▸ WHAT IS REQUIRED
Print the records again, character for character.
++++
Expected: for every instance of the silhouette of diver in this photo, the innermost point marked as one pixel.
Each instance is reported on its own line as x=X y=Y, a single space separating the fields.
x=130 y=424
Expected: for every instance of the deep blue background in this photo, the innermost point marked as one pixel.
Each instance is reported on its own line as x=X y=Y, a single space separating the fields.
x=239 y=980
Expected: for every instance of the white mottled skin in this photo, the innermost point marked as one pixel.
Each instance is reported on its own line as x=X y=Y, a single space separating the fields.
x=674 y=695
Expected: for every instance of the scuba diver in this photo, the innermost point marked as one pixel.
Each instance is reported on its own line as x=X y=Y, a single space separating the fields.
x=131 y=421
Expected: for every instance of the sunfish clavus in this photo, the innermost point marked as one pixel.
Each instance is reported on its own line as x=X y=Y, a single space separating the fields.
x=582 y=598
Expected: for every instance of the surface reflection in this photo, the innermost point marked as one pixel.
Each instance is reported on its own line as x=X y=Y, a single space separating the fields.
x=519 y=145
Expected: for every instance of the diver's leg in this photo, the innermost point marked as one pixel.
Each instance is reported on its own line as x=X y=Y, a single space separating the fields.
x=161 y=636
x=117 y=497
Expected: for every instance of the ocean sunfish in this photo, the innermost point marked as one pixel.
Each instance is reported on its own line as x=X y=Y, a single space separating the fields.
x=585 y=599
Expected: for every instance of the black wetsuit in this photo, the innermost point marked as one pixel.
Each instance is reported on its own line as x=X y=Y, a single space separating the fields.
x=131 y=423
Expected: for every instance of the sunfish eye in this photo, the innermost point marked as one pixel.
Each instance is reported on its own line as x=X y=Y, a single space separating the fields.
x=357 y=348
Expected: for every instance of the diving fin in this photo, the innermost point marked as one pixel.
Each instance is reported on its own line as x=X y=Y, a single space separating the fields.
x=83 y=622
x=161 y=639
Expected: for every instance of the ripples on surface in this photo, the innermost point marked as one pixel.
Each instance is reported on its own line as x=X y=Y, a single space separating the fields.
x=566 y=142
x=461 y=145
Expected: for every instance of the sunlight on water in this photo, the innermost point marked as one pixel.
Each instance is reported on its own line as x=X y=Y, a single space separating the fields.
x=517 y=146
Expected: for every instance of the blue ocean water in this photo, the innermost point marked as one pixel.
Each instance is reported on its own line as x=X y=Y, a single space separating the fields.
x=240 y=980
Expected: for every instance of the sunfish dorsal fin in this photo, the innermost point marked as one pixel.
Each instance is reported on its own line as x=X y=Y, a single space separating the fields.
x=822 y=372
++++
▸ REPLY TO THE TASK
Expected: for every instance of the silhouette of diver in this photo, the innermost point marked as one pixel.
Each instance is reported on its own line as x=X y=Y, a single space separating the fields.
x=130 y=424
Expected: for every instance of the deep blue background in this photo, the innermost point marked as one pixel.
Each instance is reported on its own line as x=X y=Y, a single space separating the fields.
x=239 y=980
Expected: for every instance of the white mottled skin in this photo, the innermost point marked as one pixel.
Each instance is reported on its own line as x=X y=Y, a single space separating the fields.
x=674 y=695
Expected: for every instance of the scuba diver in this photo, the innermost point marked as one pixel.
Each instance is reported on its own line as x=X y=Y, a single space separating the fields.
x=131 y=421
Expected: for every instance of the sunfish clavus in this photo, the innermost point marked as one pixel.
Each instance is reported on its own line as x=X y=Y, a single space separating the fields.
x=582 y=598
Expected: for every instance of the surface reflection in this photo, the innermost point marked as one pixel.
Each instance is reported on its own line as x=X y=Y, a single space separating the fields.
x=519 y=145
Expected: for every instance of the diver's leg in this photo, the innermost point marked as one pixel.
Each instance is reported on its own line as x=X y=Y, a single space separating the fields.
x=161 y=636
x=117 y=497
Expected: for every instance of the ocean sunfish in this photo, the innermost point marked as one pixel.
Each instance is reported on its own line as x=X y=Y, a single space separating the fields.
x=585 y=599
Expected: for every instance of the black wetsuit in this photo, the innermost point marked as one pixel.
Each instance is reported on its own line as x=X y=Y, a single space separating the fields.
x=131 y=423
Expected: for every instance of the sunfish eye in this photo, the innermost point marked as one pixel.
Each instance is reported on its own line as x=X y=Y, a single space separating the fields.
x=357 y=348
Expected: for every instance of the diving fin in this photo, the innermost point marked as one pixel.
Each instance is reported on its own line as x=X y=Y, a single space separating the fields.
x=83 y=622
x=161 y=639
Expected: for every instance of the ripples on surface in this photo, the innermost point marked as one pixel.
Each instance is reported on its own line as x=X y=Y, a single space separating the fields.
x=566 y=142
x=461 y=145
Expected: for every instance of the sunlight on water in this photo, the innermost point marked as one pixel.
Each instance is reported on its own line as x=X y=Y, a single space separating the fields.
x=517 y=146
Expected: for every instance of the blue ocean water in this photo, the innermost point marked as one pixel.
Each instance is reported on its own line as x=X y=Y, a single space separating the fields.
x=240 y=980
Expected: for every instance of the sunfish dorsal fin in this photo, the innermost point marked as one pixel.
Each instance is reported on its own line as x=X y=Y, a single space separating the fields.
x=822 y=372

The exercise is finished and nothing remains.